## START Quoted text
Select features
Purpose
Select the best features and drop harmful features from the dataset.
Execution format
catboost select-features -f <file path> --features-for-select <comma-separated indices or names> --num-features-to-select <integer> [optional parameters]
Options
Except for the options below, the others are the same as in Train a model mode.
--features-for-select
Description
Features which participate in the selection. The following formats are supported: indices, names, index ranges, name ranges. Values are separated by commas, for example: 0,3,5,6,10-15,City,Player1-Player11
.
Default value
Required parameter
Supported processing units
CPU and GPU
--num-features-to-select
Description
The number of features to select from the option --features-for-select
.
Default value
Required parameter
Supported processing units
CPU and GPU
--features-selection-steps
Description
The number of times for training the model. Use more steps for more accurate selection.
Default value
1
Supported processing units
CPU and GPU
--features-selection-algorithm
Description
The main algorithm is Recursive Feature Elimination with variable feature importance calculation method:
RecursiveByPredictionValuesChange
— the fastest algorithm and the least accurate method (not recommended for ranking losses).RecursiveByLossFunctionChange
— the optimal option according to accuracy/speed balance.RecursiveByShapValues
— the most accurate method.
## END Quoted text
» **Work to do**:
A) Answer these questions about the feature selection page, one per line:
(i) What is the default value of --features-selection-steps?
(ii) Which processing units does --num-features-to-select support?
(iii) What purpose does the feature selection page give for this mode?
B) From the feature selection page, extract the part that opens with the words containing "Select features" and closes with "a model mode.".
## START Record excerpts
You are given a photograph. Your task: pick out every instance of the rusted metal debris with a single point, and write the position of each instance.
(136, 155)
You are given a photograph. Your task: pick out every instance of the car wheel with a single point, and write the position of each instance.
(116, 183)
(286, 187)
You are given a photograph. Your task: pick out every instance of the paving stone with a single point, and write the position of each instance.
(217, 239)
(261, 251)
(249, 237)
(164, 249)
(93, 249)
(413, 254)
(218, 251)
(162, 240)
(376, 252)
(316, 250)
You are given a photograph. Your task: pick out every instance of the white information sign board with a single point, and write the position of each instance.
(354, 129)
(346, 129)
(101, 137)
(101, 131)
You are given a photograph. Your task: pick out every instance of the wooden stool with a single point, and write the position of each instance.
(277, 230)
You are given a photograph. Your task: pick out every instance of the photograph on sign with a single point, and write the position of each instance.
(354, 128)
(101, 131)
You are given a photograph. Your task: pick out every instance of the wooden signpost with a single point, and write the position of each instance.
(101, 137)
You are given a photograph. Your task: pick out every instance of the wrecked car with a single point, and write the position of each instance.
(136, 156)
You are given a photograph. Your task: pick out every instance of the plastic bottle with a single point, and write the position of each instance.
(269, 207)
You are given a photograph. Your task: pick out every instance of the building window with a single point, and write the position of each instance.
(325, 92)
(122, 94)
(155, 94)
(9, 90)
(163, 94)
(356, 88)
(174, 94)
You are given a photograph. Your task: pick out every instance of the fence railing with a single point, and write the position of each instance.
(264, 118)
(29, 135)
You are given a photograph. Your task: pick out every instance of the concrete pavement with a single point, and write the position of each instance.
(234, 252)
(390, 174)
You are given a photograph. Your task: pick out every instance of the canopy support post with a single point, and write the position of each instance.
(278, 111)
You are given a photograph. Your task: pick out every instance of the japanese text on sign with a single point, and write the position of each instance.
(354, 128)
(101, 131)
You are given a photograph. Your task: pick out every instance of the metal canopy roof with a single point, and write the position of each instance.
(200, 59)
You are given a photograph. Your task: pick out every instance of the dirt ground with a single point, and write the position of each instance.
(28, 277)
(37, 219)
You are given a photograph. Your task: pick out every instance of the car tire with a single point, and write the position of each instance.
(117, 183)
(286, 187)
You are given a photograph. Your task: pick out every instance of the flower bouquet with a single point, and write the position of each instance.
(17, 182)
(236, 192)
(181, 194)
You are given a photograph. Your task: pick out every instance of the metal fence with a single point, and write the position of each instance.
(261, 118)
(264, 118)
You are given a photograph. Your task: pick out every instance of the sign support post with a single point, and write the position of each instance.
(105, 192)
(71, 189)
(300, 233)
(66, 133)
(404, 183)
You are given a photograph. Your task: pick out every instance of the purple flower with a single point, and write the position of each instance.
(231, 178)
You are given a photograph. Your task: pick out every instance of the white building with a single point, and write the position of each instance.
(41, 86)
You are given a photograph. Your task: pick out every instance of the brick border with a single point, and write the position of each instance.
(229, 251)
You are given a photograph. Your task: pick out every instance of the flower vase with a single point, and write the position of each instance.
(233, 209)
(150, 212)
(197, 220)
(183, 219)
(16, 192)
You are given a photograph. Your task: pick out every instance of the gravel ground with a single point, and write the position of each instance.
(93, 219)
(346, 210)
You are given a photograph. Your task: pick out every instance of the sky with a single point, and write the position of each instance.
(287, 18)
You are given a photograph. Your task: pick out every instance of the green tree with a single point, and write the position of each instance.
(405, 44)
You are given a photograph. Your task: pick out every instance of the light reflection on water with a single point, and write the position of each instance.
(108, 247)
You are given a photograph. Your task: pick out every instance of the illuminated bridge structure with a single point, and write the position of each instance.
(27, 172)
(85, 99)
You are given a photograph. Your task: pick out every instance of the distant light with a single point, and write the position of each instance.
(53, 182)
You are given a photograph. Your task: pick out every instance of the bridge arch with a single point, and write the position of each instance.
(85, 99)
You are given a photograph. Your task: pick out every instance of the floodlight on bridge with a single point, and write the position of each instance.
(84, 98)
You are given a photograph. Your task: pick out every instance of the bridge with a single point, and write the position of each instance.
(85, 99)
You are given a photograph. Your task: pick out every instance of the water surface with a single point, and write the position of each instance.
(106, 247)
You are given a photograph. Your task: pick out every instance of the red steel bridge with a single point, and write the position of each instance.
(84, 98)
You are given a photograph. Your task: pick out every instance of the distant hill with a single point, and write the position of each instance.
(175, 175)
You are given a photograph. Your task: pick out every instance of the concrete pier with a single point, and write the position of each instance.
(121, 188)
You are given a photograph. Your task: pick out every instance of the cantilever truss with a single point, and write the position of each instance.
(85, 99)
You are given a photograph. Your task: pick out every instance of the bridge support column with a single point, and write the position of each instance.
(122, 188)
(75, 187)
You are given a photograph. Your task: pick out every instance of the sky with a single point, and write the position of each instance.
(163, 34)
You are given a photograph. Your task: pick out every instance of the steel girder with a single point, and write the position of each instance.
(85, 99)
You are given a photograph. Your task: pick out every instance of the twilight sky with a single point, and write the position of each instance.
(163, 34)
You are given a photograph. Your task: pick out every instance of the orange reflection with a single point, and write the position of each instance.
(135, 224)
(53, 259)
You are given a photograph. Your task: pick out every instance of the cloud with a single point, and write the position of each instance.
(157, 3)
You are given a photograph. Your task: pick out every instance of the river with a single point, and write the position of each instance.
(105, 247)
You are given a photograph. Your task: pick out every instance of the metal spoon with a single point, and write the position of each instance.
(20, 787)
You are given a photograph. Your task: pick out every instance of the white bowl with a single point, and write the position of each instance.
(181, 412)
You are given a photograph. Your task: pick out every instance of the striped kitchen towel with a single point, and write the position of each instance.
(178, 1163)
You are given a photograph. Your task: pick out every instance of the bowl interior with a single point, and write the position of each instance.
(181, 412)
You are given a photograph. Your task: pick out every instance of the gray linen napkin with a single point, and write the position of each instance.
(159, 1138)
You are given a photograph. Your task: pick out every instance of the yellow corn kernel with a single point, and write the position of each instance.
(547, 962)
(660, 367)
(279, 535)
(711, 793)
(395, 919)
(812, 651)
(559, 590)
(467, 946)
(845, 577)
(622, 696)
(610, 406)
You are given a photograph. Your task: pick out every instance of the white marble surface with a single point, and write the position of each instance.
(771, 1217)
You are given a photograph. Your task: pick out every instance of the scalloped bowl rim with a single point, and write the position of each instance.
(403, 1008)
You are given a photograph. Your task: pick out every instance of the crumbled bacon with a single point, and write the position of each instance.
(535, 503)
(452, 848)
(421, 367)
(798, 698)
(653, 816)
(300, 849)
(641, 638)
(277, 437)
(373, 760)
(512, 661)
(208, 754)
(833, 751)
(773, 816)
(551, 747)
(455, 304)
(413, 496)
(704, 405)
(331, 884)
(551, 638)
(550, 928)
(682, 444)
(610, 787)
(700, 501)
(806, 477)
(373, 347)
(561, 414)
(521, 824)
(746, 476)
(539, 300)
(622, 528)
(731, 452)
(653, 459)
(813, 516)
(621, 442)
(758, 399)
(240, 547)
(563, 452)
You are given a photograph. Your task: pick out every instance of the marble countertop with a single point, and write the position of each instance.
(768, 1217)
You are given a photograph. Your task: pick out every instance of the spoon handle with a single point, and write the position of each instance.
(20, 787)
## END Record excerpts
» **Results of the tasks**:
A)
(i) 1
(ii) CPU and GPU
(iii) Select the best features and drop harmful features from the dataset.

B)
Select features
Purpose
Select the best features and drop harmful features from the dataset.
Execution format
catboost select-features -f <file path> --features-for-select <comma-separated indices or names> --num-features-to-select <integer> [optional parameters]
Options
Except for the options below, the others are the same as in Train a model mode.